= POLECENIA =
a. Skopiuj dokładnie fragment wpisu o kolekcji zegarków: zacznij od słów „Zegarki Vintage - Moje” i zakończ na słowach „telefonie :shock: .”.
b. Kontynuuj wpis o kolekcji zegarków, zaczynając zaraz po jego ostatnim zdaniu.

= FRAGMENT DOKUMENTU =

┌────────

Czwarty Wymiar
...world wide watches...

Zegarki Vintage - Moje fanaberie

Spam - 2011-04-26, 19:59
Temat postu: Moje fanaberie
Witam
Dziś przy moim dłuuuuuuuuuuugim urlopie postanowiłem popełnić kilka fotek i pochwalić się moją małą kolekcyjką-fanaberią jak twierdzi rodzina (bo jeden to jako ciekawostkę można mieć, ale tyle, a poza tym to zegarek i tak jest w telefonie :shock: .
Trochę się tego już uzbierało i w grudniu zeszłego roku wyskrobałem małą "kapliczkę" :lol: . Teraz to przynajmniej nie muszę grzebać w pudełku po butach - :cry: bo tam wcześniej miały łocze lokum :oops: )

Tak to wygląda dzisiaj









Strasznie marne dziś mi zdjęcia powychodziły



A na początek zacznę od reprezentacji Elgina (4 o rozmiarze 18 i jedna 16)





Rok 1919 - mechanizm rozmiar 18 z 7 kamieniami








Rok 1907 - mechanizm rozmiar 18 z 15 kamieniami i mikroregulacją. Koperta z parowozem









Rok 1890 - mechanizm rozmiar 18 z 15 kamieniami (niestety regulator nieoryginalny)








Rok 1903 - mechanizm rozmiar 16 z 7 kamieniami







Rok 1910 - mechanizm B.W. Raymond rozmiar 18 z 17 kamieniami i regulatorem precyzyjnym (wyprodukowany w ilości 1000 szt)












pmwas - 2011-04-26, 20:04

Piękne masz te Elginy, zwłaszcza Raymonda. regulator faktycznie kłuje w oczy - jak kiedyś trafię na taki regulator, to ci napiszę :)
Spam - 2011-04-26, 20:11

Mała rodzinka Walthama






Waltham 1907 rok - mechanizm rozmiar 16 z 15 kamieniami i mikroregulacją




Rok 1897 - mechanizm rozmiar 12 z 15 kamieniami i regulatorem precyzyjnym



Waltham model 1891 z 1987 roku - mechanizm rozmiar 0


ALAMO - 2011-04-26, 20:12

No nieee nooo ....
No w ryło dać to mało .....

└────────

= ZESTAW DANYCH =
┌────────

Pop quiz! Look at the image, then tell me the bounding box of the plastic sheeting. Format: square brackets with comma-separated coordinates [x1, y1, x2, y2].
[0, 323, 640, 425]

└────────

= KLUCZ ODPOWIEDZI =
a.
Zegarki Vintage - Moje fanaberie

Spam - 2011-04-26, 19:59
Temat postu: Moje fanaberie
Witam
Dziś przy moim dłuuuuuuuuuuugim urlopie postanowiłem popełnić kilka fotek i pochwalić się moją małą kolekcyjką-fanaberią jak twierdzi rodzina (bo jeden to jako ciekawostkę można mieć, ale tyle, a poza tym to zegarek i tak jest w telefonie :shock: .

b.
I gdzieś ty się chłopie z tymi ślicznosciami uchował :shock: :?:
Cuda :!:
Na chodzie :?:
Chociaż jak tam zobaczyłem wychylenie regulatora w jednym - to raczej na chodzie :lol:

Jacek. - 2011-04-26, 20:12

Fajna kolekcja.
Na trzecim zdjęciu lewy na górze - co to za chrono?

J.

Spam - 2011-04-26, 20:13

pmwas napisał/a:
Piękne masz te Elginy, zwłaszcza Raymonda. regulator faktycznie kłuje w oczy - jak kiedyś trafię na taki regulator, to ci napiszę :)


Dzięki
Już od jakiegoś czasu na takowy poluję, a jak sam coś chapnę to okazuje się, że szkoda na części zostawiać i znowu zaczynam od nowa

wielebny - 2011-04-26, 20:15

Spamie, spamuj tak dalej :shock:
Cieszą oczy :grin:

Spam - 2011-04-26, 20:29

Jacek. napisał/a:

Na trzecim zdjęciu lewy na górze - co to za chrono?


Sorki za logo na zdjęciach, ale pośpiesznie sięgnąłem po foty mego łocza z sieci

Ten zegarek to AEG Prima. kupiłem go takiego jak na fotach za 42 złote i uważam. że to była okazja mimo stanu, a wygląda że mechanizm nie był kombinowany tylko tak jak stoi włożony do koperty.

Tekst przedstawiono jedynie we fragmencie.